[WHAT YOU NEED TO DO]:
1. In the open letter to Angela Merkel, in what year was the writer posted as a foreign correspondent to East Germany?
2. Rewrite the portion of the open letter to Angela Merkel starting with "In my 20s I" and going on through "East Germany free.", substituting "news reporter" for "foreign correspondent".
3. Translate into French the following sentence from the open letter to Angela Merkel: "I say this only to show you that I am neither ignoramus nor enemy."

The following is an open letter to German chancellor Angela Merkel in response to the French and German demands made on Britain which David Cameron wisely vetoed. It is also an amusing letter so enjoy...
By Frederick Forsyth
"Dear Madam Chancellor
PERMIT me to begin this letter with a brief description of my knowledge of, and affection for, your country.
I first came to Germany as a boy student aged 13 in 1952, two years before you were born. After three extended vacations with German families who spoke no English I found at the age of 16 and to my pleasure that I could pass for German among Germans.
In my 20s I was posted as a foreign correspondent to East Germany in 1963, when you would have been a schoolgirl just north of East Berlin where I lived.
I know Germany, Frau Merkel, from the alleys of Hamburg to the spires of Dresden, from the Rhine to the Oder, from the bleak Baltic coast to the snows of the Bavarian Alps. I say this only to show you that I am neither ignoramus nor enemy.
I also had occasion in those years to visit the many thousands of my countrymen who held the line of the Elbe against 50,000 Soviet main battle tanks and thus kept Germany free to recover, modernise and prosper at no defence cost to herself.
And from inside the Cold War I saw our decades of effort to defeat the Soviet empire and set your East Germany free.

[DATA SECTION]:
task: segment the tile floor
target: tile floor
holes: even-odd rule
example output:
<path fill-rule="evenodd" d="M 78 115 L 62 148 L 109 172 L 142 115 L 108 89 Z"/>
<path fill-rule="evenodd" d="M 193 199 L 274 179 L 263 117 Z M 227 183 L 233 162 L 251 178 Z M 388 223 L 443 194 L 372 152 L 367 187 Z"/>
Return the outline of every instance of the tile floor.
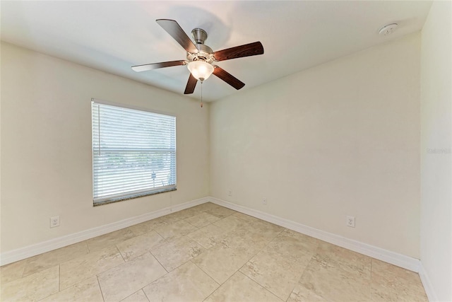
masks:
<path fill-rule="evenodd" d="M 419 276 L 212 203 L 0 268 L 2 301 L 426 301 Z"/>

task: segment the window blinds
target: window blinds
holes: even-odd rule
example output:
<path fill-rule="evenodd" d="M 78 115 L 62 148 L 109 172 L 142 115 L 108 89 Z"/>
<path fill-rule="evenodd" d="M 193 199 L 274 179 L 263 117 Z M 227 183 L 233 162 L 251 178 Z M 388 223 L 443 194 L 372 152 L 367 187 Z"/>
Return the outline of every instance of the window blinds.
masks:
<path fill-rule="evenodd" d="M 92 102 L 94 203 L 176 188 L 176 117 Z"/>

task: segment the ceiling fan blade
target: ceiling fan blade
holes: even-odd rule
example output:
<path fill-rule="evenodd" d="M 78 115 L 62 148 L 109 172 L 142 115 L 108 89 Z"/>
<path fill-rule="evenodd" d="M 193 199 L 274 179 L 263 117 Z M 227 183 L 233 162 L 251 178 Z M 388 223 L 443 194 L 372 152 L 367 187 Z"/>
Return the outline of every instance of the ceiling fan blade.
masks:
<path fill-rule="evenodd" d="M 263 54 L 263 46 L 260 42 L 245 44 L 235 47 L 215 52 L 213 56 L 217 61 L 225 61 L 231 59 L 241 58 L 243 57 L 256 56 Z"/>
<path fill-rule="evenodd" d="M 185 33 L 179 23 L 174 20 L 157 19 L 155 21 L 159 25 L 166 30 L 185 50 L 189 52 L 197 53 L 198 49 L 193 43 L 193 41 Z"/>
<path fill-rule="evenodd" d="M 185 87 L 185 91 L 184 91 L 184 94 L 193 93 L 193 92 L 195 91 L 196 83 L 198 83 L 198 80 L 196 80 L 196 78 L 195 78 L 191 75 L 191 74 L 190 74 L 190 77 L 189 78 L 189 81 L 186 82 L 186 87 Z"/>
<path fill-rule="evenodd" d="M 160 63 L 145 64 L 143 65 L 133 66 L 132 69 L 135 71 L 146 71 L 148 70 L 157 69 L 157 68 L 171 67 L 172 66 L 185 65 L 186 62 L 184 60 L 161 62 Z"/>
<path fill-rule="evenodd" d="M 239 90 L 245 86 L 244 83 L 242 82 L 240 80 L 232 76 L 231 74 L 227 72 L 221 67 L 218 67 L 218 66 L 214 66 L 214 67 L 215 69 L 213 69 L 213 74 L 215 74 L 218 78 L 221 79 L 237 90 Z"/>

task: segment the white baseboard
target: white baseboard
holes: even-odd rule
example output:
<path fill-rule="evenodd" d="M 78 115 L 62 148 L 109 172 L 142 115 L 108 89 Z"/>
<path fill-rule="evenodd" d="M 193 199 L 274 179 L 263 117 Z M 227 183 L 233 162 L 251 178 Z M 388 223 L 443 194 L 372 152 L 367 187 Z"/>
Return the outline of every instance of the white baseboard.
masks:
<path fill-rule="evenodd" d="M 429 301 L 432 302 L 439 301 L 439 300 L 438 299 L 438 296 L 436 296 L 433 286 L 432 285 L 429 275 L 424 269 L 422 262 L 421 262 L 419 266 L 419 277 L 421 278 L 421 281 L 422 282 L 425 294 L 427 294 L 427 297 L 429 298 Z"/>
<path fill-rule="evenodd" d="M 150 219 L 154 219 L 173 212 L 197 206 L 209 201 L 209 198 L 203 197 L 199 199 L 195 199 L 183 204 L 177 204 L 175 206 L 168 207 L 153 212 L 128 218 L 112 223 L 97 226 L 88 230 L 82 231 L 81 232 L 51 239 L 40 243 L 28 245 L 25 248 L 2 252 L 0 254 L 0 265 L 5 265 L 8 263 L 15 262 L 16 261 L 35 256 L 43 252 L 49 252 L 51 250 L 77 243 L 100 235 L 104 235 L 107 233 L 127 228 L 134 224 L 141 223 Z"/>
<path fill-rule="evenodd" d="M 420 262 L 418 259 L 342 237 L 338 235 L 328 233 L 324 231 L 321 231 L 310 226 L 304 226 L 297 222 L 235 204 L 222 199 L 215 197 L 209 197 L 209 199 L 211 202 L 220 206 L 265 220 L 266 221 L 271 222 L 272 223 L 326 241 L 329 243 L 347 248 L 354 252 L 384 261 L 385 262 L 391 263 L 391 265 L 394 265 L 415 272 L 419 272 Z"/>

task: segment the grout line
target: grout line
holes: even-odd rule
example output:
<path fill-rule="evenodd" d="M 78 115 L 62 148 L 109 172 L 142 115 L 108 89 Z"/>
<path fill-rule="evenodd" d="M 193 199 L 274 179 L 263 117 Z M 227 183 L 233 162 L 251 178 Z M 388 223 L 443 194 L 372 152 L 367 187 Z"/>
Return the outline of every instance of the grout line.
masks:
<path fill-rule="evenodd" d="M 153 252 L 150 250 L 148 250 L 149 253 L 154 257 L 154 259 L 155 259 L 157 260 L 157 262 L 162 265 L 162 267 L 163 267 L 163 269 L 165 269 L 165 271 L 167 271 L 167 274 L 170 272 L 168 272 L 168 269 L 167 269 L 166 267 L 165 267 L 165 266 L 159 261 L 158 259 L 157 259 L 157 257 L 155 257 L 155 255 L 154 254 L 153 254 Z M 151 282 L 152 283 L 152 282 Z"/>
<path fill-rule="evenodd" d="M 105 302 L 105 297 L 104 297 L 104 292 L 102 291 L 102 287 L 100 286 L 100 282 L 99 281 L 99 275 L 96 274 L 96 279 L 97 280 L 97 285 L 99 285 L 99 290 L 100 291 L 100 294 L 102 295 L 102 298 Z"/>

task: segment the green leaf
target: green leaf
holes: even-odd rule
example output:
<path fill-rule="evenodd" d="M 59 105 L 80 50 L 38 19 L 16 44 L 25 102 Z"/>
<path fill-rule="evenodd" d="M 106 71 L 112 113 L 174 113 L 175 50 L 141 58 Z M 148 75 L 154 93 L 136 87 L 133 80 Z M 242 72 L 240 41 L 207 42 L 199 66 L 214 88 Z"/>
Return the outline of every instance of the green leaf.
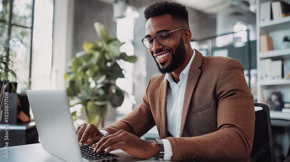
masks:
<path fill-rule="evenodd" d="M 134 56 L 127 56 L 125 59 L 123 59 L 125 61 L 134 63 L 137 61 L 137 57 Z"/>
<path fill-rule="evenodd" d="M 108 50 L 110 56 L 117 57 L 120 56 L 120 48 L 124 43 L 121 43 L 117 40 L 114 41 L 108 44 Z"/>
<path fill-rule="evenodd" d="M 94 102 L 94 103 L 95 103 L 95 104 L 99 106 L 105 105 L 107 104 L 107 101 L 95 101 Z"/>
<path fill-rule="evenodd" d="M 87 53 L 92 54 L 95 51 L 94 47 L 95 44 L 94 43 L 89 41 L 85 41 L 83 45 L 84 49 Z"/>
<path fill-rule="evenodd" d="M 109 34 L 105 26 L 99 22 L 96 22 L 94 24 L 94 26 L 99 37 L 106 41 L 108 38 Z"/>
<path fill-rule="evenodd" d="M 83 65 L 83 62 L 84 60 L 81 58 L 79 57 L 76 57 L 75 58 L 75 60 L 72 62 L 72 71 L 74 72 L 76 72 L 77 71 L 77 69 L 79 67 Z"/>
<path fill-rule="evenodd" d="M 100 114 L 101 108 L 99 105 L 96 105 L 94 102 L 90 101 L 87 104 L 87 108 L 91 115 L 96 115 Z"/>
<path fill-rule="evenodd" d="M 67 80 L 71 80 L 75 76 L 75 74 L 73 72 L 67 72 L 64 74 L 64 79 Z"/>
<path fill-rule="evenodd" d="M 96 88 L 99 88 L 103 86 L 104 86 L 105 85 L 105 84 L 104 83 L 100 83 L 99 84 L 98 84 L 96 85 Z"/>
<path fill-rule="evenodd" d="M 96 81 L 96 84 L 99 84 L 105 80 L 106 78 L 107 78 L 106 75 L 101 75 L 98 73 L 95 77 L 94 77 L 93 79 Z"/>
<path fill-rule="evenodd" d="M 108 43 L 109 43 L 110 42 L 113 41 L 117 41 L 117 40 L 118 40 L 118 38 L 117 38 L 117 37 L 109 37 L 109 38 L 108 39 L 107 42 Z"/>
<path fill-rule="evenodd" d="M 110 72 L 111 73 L 110 76 L 111 80 L 115 80 L 119 78 L 124 78 L 125 77 L 125 76 L 122 72 L 123 69 L 120 67 L 119 64 L 116 63 L 111 66 L 112 68 L 110 71 Z"/>

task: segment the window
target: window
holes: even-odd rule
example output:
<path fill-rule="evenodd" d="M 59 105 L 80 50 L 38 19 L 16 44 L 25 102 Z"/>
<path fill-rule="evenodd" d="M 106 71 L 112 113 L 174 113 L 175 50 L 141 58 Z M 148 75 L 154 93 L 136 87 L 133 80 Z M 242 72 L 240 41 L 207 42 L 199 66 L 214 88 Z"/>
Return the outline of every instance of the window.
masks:
<path fill-rule="evenodd" d="M 0 0 L 0 54 L 13 62 L 18 93 L 50 88 L 53 2 Z"/>
<path fill-rule="evenodd" d="M 0 0 L 0 54 L 13 62 L 17 89 L 31 75 L 34 0 Z M 17 91 L 19 91 L 18 90 Z"/>

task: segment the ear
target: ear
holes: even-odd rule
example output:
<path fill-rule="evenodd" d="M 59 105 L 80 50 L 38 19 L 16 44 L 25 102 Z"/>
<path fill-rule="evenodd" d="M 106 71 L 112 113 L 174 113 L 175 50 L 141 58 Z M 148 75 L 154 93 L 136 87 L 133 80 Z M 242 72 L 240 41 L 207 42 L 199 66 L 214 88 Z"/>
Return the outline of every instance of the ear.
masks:
<path fill-rule="evenodd" d="M 189 43 L 191 39 L 191 32 L 189 29 L 185 30 L 185 43 Z"/>

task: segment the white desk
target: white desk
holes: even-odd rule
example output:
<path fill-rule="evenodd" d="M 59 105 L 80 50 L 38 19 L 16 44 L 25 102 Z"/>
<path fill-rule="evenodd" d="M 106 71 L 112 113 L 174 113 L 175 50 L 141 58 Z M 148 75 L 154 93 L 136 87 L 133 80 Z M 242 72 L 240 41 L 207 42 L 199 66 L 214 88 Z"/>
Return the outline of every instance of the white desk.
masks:
<path fill-rule="evenodd" d="M 41 143 L 13 146 L 8 148 L 9 158 L 4 157 L 5 148 L 0 148 L 0 162 L 65 162 L 44 150 Z M 111 153 L 120 157 L 118 162 L 157 161 L 153 158 L 145 160 L 136 159 L 119 149 L 113 151 Z"/>

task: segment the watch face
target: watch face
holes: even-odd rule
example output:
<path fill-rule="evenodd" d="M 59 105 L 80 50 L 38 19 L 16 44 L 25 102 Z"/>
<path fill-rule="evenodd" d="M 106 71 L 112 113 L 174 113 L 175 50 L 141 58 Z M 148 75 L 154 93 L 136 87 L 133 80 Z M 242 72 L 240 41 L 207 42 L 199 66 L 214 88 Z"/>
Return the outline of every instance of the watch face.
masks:
<path fill-rule="evenodd" d="M 159 152 L 156 155 L 155 159 L 163 159 L 164 157 L 164 148 L 163 146 L 163 142 L 161 139 L 155 139 L 155 140 L 157 141 L 157 144 L 159 145 Z"/>

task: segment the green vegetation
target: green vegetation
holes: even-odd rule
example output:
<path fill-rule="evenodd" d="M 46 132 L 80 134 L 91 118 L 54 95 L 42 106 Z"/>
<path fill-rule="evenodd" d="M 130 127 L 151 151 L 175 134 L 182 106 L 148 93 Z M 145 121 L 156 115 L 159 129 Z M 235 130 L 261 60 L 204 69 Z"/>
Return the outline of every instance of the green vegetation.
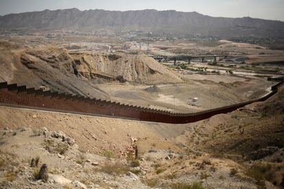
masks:
<path fill-rule="evenodd" d="M 69 146 L 65 142 L 56 142 L 53 139 L 46 139 L 43 143 L 43 147 L 49 153 L 59 153 L 63 155 L 67 152 Z"/>
<path fill-rule="evenodd" d="M 111 150 L 105 150 L 103 151 L 102 155 L 108 158 L 116 158 L 117 155 L 115 153 Z"/>
<path fill-rule="evenodd" d="M 100 171 L 109 175 L 119 175 L 130 171 L 130 168 L 121 162 L 106 163 Z"/>
<path fill-rule="evenodd" d="M 185 64 L 180 64 L 180 68 L 183 70 L 185 70 L 187 68 L 187 65 L 185 65 Z"/>
<path fill-rule="evenodd" d="M 163 172 L 164 172 L 165 171 L 165 168 L 157 168 L 156 171 L 155 171 L 155 173 L 156 173 L 156 174 L 160 174 L 160 173 L 163 173 Z"/>
<path fill-rule="evenodd" d="M 193 184 L 174 183 L 170 186 L 172 189 L 204 189 L 200 182 L 195 181 Z"/>
<path fill-rule="evenodd" d="M 254 178 L 259 186 L 264 186 L 264 180 L 274 183 L 275 171 L 270 164 L 256 163 L 246 171 L 246 175 Z"/>
<path fill-rule="evenodd" d="M 132 160 L 130 162 L 130 166 L 132 167 L 136 167 L 136 166 L 140 166 L 140 162 L 138 160 Z"/>

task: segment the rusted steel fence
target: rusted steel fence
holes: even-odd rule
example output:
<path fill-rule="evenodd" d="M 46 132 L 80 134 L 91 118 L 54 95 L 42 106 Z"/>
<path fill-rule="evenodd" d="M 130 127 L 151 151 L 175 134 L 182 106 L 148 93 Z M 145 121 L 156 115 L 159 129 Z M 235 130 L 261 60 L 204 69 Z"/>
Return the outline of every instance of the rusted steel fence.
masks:
<path fill-rule="evenodd" d="M 132 105 L 121 104 L 82 96 L 26 88 L 25 86 L 0 83 L 0 105 L 21 108 L 119 117 L 143 121 L 182 124 L 226 114 L 246 105 L 265 101 L 277 92 L 279 83 L 266 95 L 251 101 L 195 113 L 173 113 Z"/>

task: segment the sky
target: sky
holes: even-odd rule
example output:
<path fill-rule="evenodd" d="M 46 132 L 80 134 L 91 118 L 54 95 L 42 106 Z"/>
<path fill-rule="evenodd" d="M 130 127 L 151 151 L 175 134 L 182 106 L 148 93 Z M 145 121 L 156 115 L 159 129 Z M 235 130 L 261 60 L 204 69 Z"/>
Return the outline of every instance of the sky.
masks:
<path fill-rule="evenodd" d="M 284 21 L 284 0 L 0 0 L 0 15 L 72 8 L 80 10 L 176 10 L 212 16 Z"/>

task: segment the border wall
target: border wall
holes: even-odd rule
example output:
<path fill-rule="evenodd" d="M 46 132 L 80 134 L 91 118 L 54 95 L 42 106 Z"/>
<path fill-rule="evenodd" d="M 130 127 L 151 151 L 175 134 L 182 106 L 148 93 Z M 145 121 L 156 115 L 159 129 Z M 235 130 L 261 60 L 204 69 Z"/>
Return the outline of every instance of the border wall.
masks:
<path fill-rule="evenodd" d="M 283 81 L 272 86 L 271 91 L 268 94 L 256 99 L 187 114 L 173 113 L 57 92 L 51 92 L 50 90 L 43 91 L 27 88 L 25 86 L 18 86 L 16 84 L 8 84 L 7 82 L 0 83 L 0 105 L 142 121 L 183 124 L 206 119 L 219 114 L 226 114 L 246 105 L 265 101 L 277 92 L 278 88 L 282 83 Z"/>

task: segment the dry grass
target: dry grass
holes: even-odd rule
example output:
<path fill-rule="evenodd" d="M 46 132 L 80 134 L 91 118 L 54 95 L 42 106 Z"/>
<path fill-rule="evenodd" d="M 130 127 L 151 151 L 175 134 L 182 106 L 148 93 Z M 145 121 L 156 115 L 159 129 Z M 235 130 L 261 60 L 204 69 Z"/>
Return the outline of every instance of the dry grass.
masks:
<path fill-rule="evenodd" d="M 272 184 L 276 182 L 276 171 L 270 164 L 255 163 L 248 168 L 245 174 L 255 179 L 257 185 L 264 186 L 264 181 L 267 180 Z"/>
<path fill-rule="evenodd" d="M 237 173 L 237 171 L 235 168 L 232 168 L 231 169 L 230 169 L 230 177 L 235 176 Z"/>
<path fill-rule="evenodd" d="M 35 181 L 40 179 L 40 175 L 39 175 L 40 169 L 35 168 L 34 169 L 34 173 L 32 173 L 32 177 Z"/>
<path fill-rule="evenodd" d="M 147 186 L 151 188 L 154 188 L 158 185 L 158 181 L 155 179 L 152 179 L 145 180 L 145 183 L 146 184 Z"/>
<path fill-rule="evenodd" d="M 100 171 L 113 175 L 126 174 L 130 171 L 130 168 L 121 162 L 106 163 L 100 169 Z"/>
<path fill-rule="evenodd" d="M 103 151 L 102 155 L 110 159 L 117 158 L 117 155 L 111 150 L 105 150 L 104 151 Z"/>
<path fill-rule="evenodd" d="M 208 175 L 205 172 L 201 172 L 200 173 L 200 179 L 207 179 L 210 175 Z"/>
<path fill-rule="evenodd" d="M 69 146 L 65 142 L 56 142 L 53 139 L 46 139 L 43 143 L 43 147 L 49 153 L 64 154 L 69 149 Z"/>
<path fill-rule="evenodd" d="M 184 183 L 174 183 L 170 185 L 172 189 L 204 189 L 202 184 L 200 182 L 195 181 L 193 184 Z"/>
<path fill-rule="evenodd" d="M 82 165 L 86 161 L 86 156 L 84 154 L 80 154 L 77 155 L 75 162 Z"/>
<path fill-rule="evenodd" d="M 138 160 L 132 160 L 130 162 L 130 164 L 132 167 L 139 166 L 140 166 L 140 162 Z"/>
<path fill-rule="evenodd" d="M 156 174 L 160 174 L 160 173 L 161 173 L 164 172 L 165 171 L 165 168 L 157 168 L 157 169 L 155 171 L 155 173 L 156 173 Z"/>

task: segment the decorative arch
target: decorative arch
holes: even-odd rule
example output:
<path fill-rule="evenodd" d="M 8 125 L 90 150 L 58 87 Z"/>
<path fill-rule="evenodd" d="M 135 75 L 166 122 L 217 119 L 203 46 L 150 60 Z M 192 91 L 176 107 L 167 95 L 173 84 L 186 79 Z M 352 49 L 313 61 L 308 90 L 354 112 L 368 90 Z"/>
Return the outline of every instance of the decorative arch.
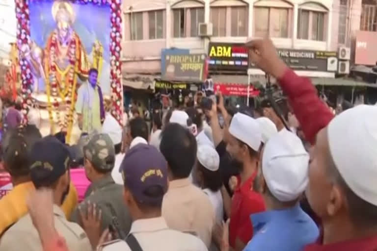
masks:
<path fill-rule="evenodd" d="M 172 8 L 204 6 L 204 1 L 203 0 L 178 0 L 175 2 L 172 3 L 171 5 L 171 7 Z"/>
<path fill-rule="evenodd" d="M 211 6 L 244 6 L 249 4 L 246 0 L 212 0 Z"/>
<path fill-rule="evenodd" d="M 293 8 L 294 3 L 292 0 L 257 0 L 254 6 Z"/>
<path fill-rule="evenodd" d="M 315 11 L 328 12 L 330 10 L 331 3 L 326 3 L 321 0 L 307 0 L 300 3 L 298 7 Z"/>

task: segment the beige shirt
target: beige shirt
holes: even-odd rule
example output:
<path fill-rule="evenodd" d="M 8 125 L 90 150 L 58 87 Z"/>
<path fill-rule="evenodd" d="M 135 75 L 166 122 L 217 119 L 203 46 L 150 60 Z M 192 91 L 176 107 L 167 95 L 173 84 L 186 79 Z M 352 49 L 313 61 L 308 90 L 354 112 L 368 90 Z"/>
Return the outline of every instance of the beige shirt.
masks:
<path fill-rule="evenodd" d="M 91 251 L 86 234 L 76 223 L 68 222 L 57 206 L 54 206 L 55 228 L 65 239 L 70 251 Z M 0 251 L 41 251 L 39 235 L 27 214 L 5 232 L 0 240 Z"/>
<path fill-rule="evenodd" d="M 169 229 L 162 217 L 137 220 L 133 223 L 130 233 L 139 243 L 143 251 L 207 251 L 198 238 Z M 99 247 L 102 251 L 129 251 L 131 249 L 123 240 L 105 243 Z"/>
<path fill-rule="evenodd" d="M 215 224 L 214 207 L 208 196 L 188 178 L 170 182 L 162 201 L 162 216 L 169 227 L 194 233 L 210 247 Z"/>

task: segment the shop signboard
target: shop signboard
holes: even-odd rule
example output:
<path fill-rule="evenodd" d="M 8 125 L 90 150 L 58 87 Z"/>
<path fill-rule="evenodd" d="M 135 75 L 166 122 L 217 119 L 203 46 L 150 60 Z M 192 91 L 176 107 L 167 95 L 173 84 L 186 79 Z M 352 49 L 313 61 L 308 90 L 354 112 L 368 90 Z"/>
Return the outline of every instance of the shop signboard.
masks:
<path fill-rule="evenodd" d="M 156 90 L 188 89 L 190 91 L 197 91 L 198 88 L 195 84 L 188 84 L 183 82 L 174 82 L 156 80 L 155 81 L 155 89 Z"/>
<path fill-rule="evenodd" d="M 336 72 L 338 57 L 336 51 L 278 49 L 277 53 L 294 71 Z M 250 68 L 256 68 L 249 62 Z"/>
<path fill-rule="evenodd" d="M 377 64 L 377 32 L 359 30 L 356 33 L 355 64 L 376 65 Z"/>
<path fill-rule="evenodd" d="M 224 96 L 246 97 L 247 96 L 247 85 L 240 84 L 229 84 L 215 83 L 215 89 L 219 91 Z M 259 95 L 259 91 L 250 86 L 249 97 L 256 97 Z"/>
<path fill-rule="evenodd" d="M 165 69 L 161 78 L 167 81 L 202 82 L 207 78 L 205 54 L 170 54 L 162 58 Z"/>
<path fill-rule="evenodd" d="M 209 48 L 211 72 L 247 72 L 248 51 L 244 44 L 210 43 Z"/>

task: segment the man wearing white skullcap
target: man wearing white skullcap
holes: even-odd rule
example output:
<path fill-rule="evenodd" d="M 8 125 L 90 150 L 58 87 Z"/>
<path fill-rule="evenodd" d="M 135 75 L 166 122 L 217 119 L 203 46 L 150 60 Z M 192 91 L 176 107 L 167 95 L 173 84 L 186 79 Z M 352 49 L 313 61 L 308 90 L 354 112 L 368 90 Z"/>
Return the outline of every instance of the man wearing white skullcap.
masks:
<path fill-rule="evenodd" d="M 265 144 L 271 137 L 277 133 L 276 126 L 271 120 L 266 117 L 261 117 L 256 119 L 259 123 L 262 132 L 262 143 Z"/>
<path fill-rule="evenodd" d="M 221 173 L 218 169 L 220 157 L 213 147 L 202 145 L 198 146 L 196 159 L 195 179 L 210 198 L 214 206 L 216 222 L 220 224 L 224 218 L 224 205 L 220 190 L 222 185 Z"/>
<path fill-rule="evenodd" d="M 300 207 L 308 184 L 309 154 L 301 140 L 282 130 L 262 151 L 254 189 L 263 196 L 267 211 L 252 214 L 254 235 L 245 251 L 301 251 L 319 231 Z"/>
<path fill-rule="evenodd" d="M 169 120 L 169 123 L 177 123 L 182 126 L 190 130 L 191 133 L 196 136 L 197 134 L 196 125 L 192 123 L 192 121 L 188 117 L 186 112 L 175 110 L 171 113 L 171 117 Z"/>
<path fill-rule="evenodd" d="M 306 196 L 321 218 L 323 245 L 306 250 L 377 249 L 377 118 L 376 106 L 358 105 L 318 134 Z"/>
<path fill-rule="evenodd" d="M 232 158 L 232 168 L 240 170 L 230 210 L 229 244 L 233 249 L 242 250 L 253 236 L 249 216 L 264 211 L 261 195 L 253 190 L 257 175 L 262 133 L 259 124 L 253 118 L 241 113 L 234 115 L 229 128 L 226 151 Z"/>
<path fill-rule="evenodd" d="M 304 251 L 377 250 L 377 107 L 360 105 L 333 118 L 310 80 L 287 67 L 270 40 L 246 46 L 253 62 L 278 80 L 314 145 L 305 193 L 323 237 Z"/>

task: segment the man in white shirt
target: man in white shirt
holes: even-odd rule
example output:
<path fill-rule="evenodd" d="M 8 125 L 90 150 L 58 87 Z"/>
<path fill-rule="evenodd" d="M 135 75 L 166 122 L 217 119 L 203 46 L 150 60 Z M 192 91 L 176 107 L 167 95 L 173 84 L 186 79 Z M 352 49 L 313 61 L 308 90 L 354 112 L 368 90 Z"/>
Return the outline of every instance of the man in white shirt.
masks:
<path fill-rule="evenodd" d="M 168 185 L 167 164 L 155 147 L 135 146 L 126 153 L 121 169 L 126 177 L 124 200 L 134 222 L 125 241 L 105 243 L 98 250 L 207 251 L 198 238 L 169 229 L 162 216 L 162 199 Z"/>
<path fill-rule="evenodd" d="M 124 153 L 121 151 L 122 127 L 110 112 L 107 111 L 102 125 L 102 133 L 108 134 L 115 149 L 115 162 L 111 171 L 111 177 L 116 184 L 123 185 L 123 179 L 119 172 L 120 164 L 124 157 Z"/>

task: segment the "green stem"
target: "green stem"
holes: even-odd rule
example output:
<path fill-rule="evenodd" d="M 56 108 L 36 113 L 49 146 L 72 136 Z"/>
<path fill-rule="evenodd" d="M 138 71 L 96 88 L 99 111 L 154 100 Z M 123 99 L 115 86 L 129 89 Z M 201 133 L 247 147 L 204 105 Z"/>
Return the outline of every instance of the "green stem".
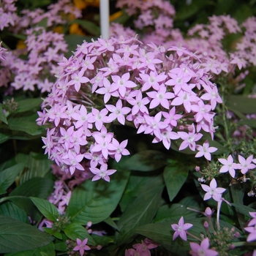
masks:
<path fill-rule="evenodd" d="M 236 247 L 238 247 L 238 246 L 256 246 L 256 242 L 253 242 L 253 243 L 247 243 L 246 241 L 244 242 L 234 242 L 232 243 L 233 245 L 234 245 Z"/>
<path fill-rule="evenodd" d="M 186 230 L 186 233 L 187 233 L 187 235 L 192 236 L 192 237 L 194 238 L 195 239 L 197 239 L 197 240 L 200 241 L 200 242 L 202 241 L 202 239 L 198 238 L 197 236 L 192 235 L 191 233 L 187 231 L 187 230 Z"/>
<path fill-rule="evenodd" d="M 222 104 L 223 104 L 223 105 L 222 106 L 222 119 L 223 119 L 225 135 L 226 137 L 226 140 L 228 140 L 228 139 L 230 138 L 230 132 L 229 132 L 228 125 L 227 125 L 227 122 L 226 111 L 225 111 L 226 107 L 224 105 L 224 103 L 222 103 Z"/>
<path fill-rule="evenodd" d="M 220 226 L 219 226 L 219 212 L 220 212 L 220 206 L 222 206 L 222 201 L 218 202 L 217 205 L 217 230 L 220 230 Z"/>

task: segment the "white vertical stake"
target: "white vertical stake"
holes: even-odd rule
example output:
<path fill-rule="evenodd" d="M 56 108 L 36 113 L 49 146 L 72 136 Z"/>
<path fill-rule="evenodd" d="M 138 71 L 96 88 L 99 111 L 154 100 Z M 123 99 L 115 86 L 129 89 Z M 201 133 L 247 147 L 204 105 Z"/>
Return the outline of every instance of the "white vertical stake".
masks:
<path fill-rule="evenodd" d="M 109 0 L 100 0 L 100 31 L 102 39 L 109 39 Z"/>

[COMPLETED EXERCISE]:
1. 1963

2.
In my 20s I was posted as a news reporter to East Germany in 1963, when you would have been a schoolgirl just north of East Berlin where I lived.
I know Germany, Frau Merkel, from the alleys of Hamburg to the spires of Dresden, from the Rhine to the Oder, from the bleak Baltic coast to the snows of the Bavarian Alps. I say this only to show you that I am neither ignoramus nor enemy.
I also had occasion in those years to visit the many thousands of my countrymen who held the line of the Elbe against 50,000 Soviet main battle tanks and thus kept Germany free to recover, modernise and prosper at no defence cost to herself.
And from inside the Cold War I saw our decades of effort to defeat the Soviet empire and set your East Germany free.

3. Je dis cela uniquement pour vous montrer que je ne suis ni ignorant ni ennemi.